[ACTIVITY] Without leaving anything out, print every line of the data.

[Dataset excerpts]
******

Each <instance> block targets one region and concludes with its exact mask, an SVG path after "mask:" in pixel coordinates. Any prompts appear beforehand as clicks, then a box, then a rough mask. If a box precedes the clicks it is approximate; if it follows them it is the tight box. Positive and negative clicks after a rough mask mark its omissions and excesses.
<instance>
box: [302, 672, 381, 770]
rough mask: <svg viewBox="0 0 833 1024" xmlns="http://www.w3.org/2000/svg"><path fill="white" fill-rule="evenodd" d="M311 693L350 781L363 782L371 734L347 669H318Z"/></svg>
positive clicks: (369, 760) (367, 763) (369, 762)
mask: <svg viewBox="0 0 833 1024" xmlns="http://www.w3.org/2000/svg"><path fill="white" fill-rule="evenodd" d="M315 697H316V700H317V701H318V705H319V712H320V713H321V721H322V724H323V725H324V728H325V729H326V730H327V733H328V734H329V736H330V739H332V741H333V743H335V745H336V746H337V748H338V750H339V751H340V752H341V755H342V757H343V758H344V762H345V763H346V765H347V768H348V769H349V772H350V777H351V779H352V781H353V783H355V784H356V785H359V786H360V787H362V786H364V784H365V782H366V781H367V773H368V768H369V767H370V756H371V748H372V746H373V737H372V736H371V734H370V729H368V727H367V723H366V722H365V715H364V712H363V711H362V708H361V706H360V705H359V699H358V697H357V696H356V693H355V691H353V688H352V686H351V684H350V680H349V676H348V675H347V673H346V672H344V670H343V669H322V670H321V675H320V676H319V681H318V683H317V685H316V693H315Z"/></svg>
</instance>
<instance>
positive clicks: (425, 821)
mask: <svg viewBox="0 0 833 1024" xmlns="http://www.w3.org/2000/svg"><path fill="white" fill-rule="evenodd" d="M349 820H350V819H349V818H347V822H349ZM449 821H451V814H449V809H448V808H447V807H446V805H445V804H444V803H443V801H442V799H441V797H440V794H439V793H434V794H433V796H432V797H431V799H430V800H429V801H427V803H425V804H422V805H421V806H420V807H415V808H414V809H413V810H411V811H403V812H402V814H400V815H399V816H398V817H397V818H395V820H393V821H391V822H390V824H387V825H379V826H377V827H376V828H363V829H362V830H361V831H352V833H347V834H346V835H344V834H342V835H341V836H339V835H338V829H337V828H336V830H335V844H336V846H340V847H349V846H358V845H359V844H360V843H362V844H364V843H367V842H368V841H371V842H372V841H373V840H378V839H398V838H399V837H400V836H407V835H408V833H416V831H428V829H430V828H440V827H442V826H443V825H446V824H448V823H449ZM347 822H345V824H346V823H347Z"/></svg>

******

[PROBLEM SOLUTION]
Each <instance> block targets one region and concludes with its exact mask, an SVG path after "mask:" in pixel coordinates. Any prompts appear beforehand as clicks, then a box, then a rough mask. If a box precedes the clicks it is approximate; if it follows them it is the tight box. Positive and negative clicks after a rough mask mark its omissions and excesses.
<instance>
box: [302, 672, 381, 770]
rough mask: <svg viewBox="0 0 833 1024" xmlns="http://www.w3.org/2000/svg"><path fill="white" fill-rule="evenodd" d="M311 693L350 781L363 782L371 734L347 669H318Z"/></svg>
positive clicks: (369, 760) (367, 763) (369, 762)
mask: <svg viewBox="0 0 833 1024" xmlns="http://www.w3.org/2000/svg"><path fill="white" fill-rule="evenodd" d="M315 697H316V700H317V701H318V705H319V712H320V713H321V721H322V724H323V725H324V728H325V729H326V730H327V733H328V734H329V736H330V739H332V741H333V743H335V745H336V746H337V748H338V750H339V751H340V752H341V755H342V757H343V758H344V762H345V763H346V765H347V768H348V769H349V772H350V777H351V779H352V781H353V783H355V784H356V785H359V786H360V787H362V786H364V784H365V782H366V781H367V773H368V768H369V767H370V756H371V748H372V746H373V737H372V736H371V734H370V729H368V727H367V723H366V722H365V715H364V712H363V711H362V708H361V706H360V705H359V699H358V697H357V696H356V693H355V691H353V688H352V686H351V684H350V680H349V676H348V675H347V673H346V672H344V670H343V669H322V670H321V675H320V676H319V681H318V683H317V685H316V693H315Z"/></svg>
</instance>
<instance>
positive clicks: (425, 821)
mask: <svg viewBox="0 0 833 1024" xmlns="http://www.w3.org/2000/svg"><path fill="white" fill-rule="evenodd" d="M349 820H350V819H349V818H347V822H349ZM449 821H451V814H449V809H448V808H447V807H446V805H445V804H444V803H443V801H442V799H441V797H440V794H439V793H434V794H433V796H432V797H431V799H430V800H429V801H427V803H425V804H422V805H421V806H420V807H415V808H414V809H413V810H411V811H403V812H402V814H400V815H399V816H398V817H397V818H395V820H393V821H391V822H390V824H387V825H379V826H377V827H376V828H363V829H362V830H361V831H352V833H347V834H346V835H344V834H342V835H341V836H339V835H338V829H337V828H336V830H335V844H336V846H340V847H349V846H358V845H359V844H360V843H362V844H364V843H367V842H368V841H371V842H372V841H373V840H378V839H398V838H399V837H400V836H407V835H408V833H416V831H428V829H430V828H440V827H442V826H443V825H446V824H448V823H449ZM347 822H345V824H346V823H347Z"/></svg>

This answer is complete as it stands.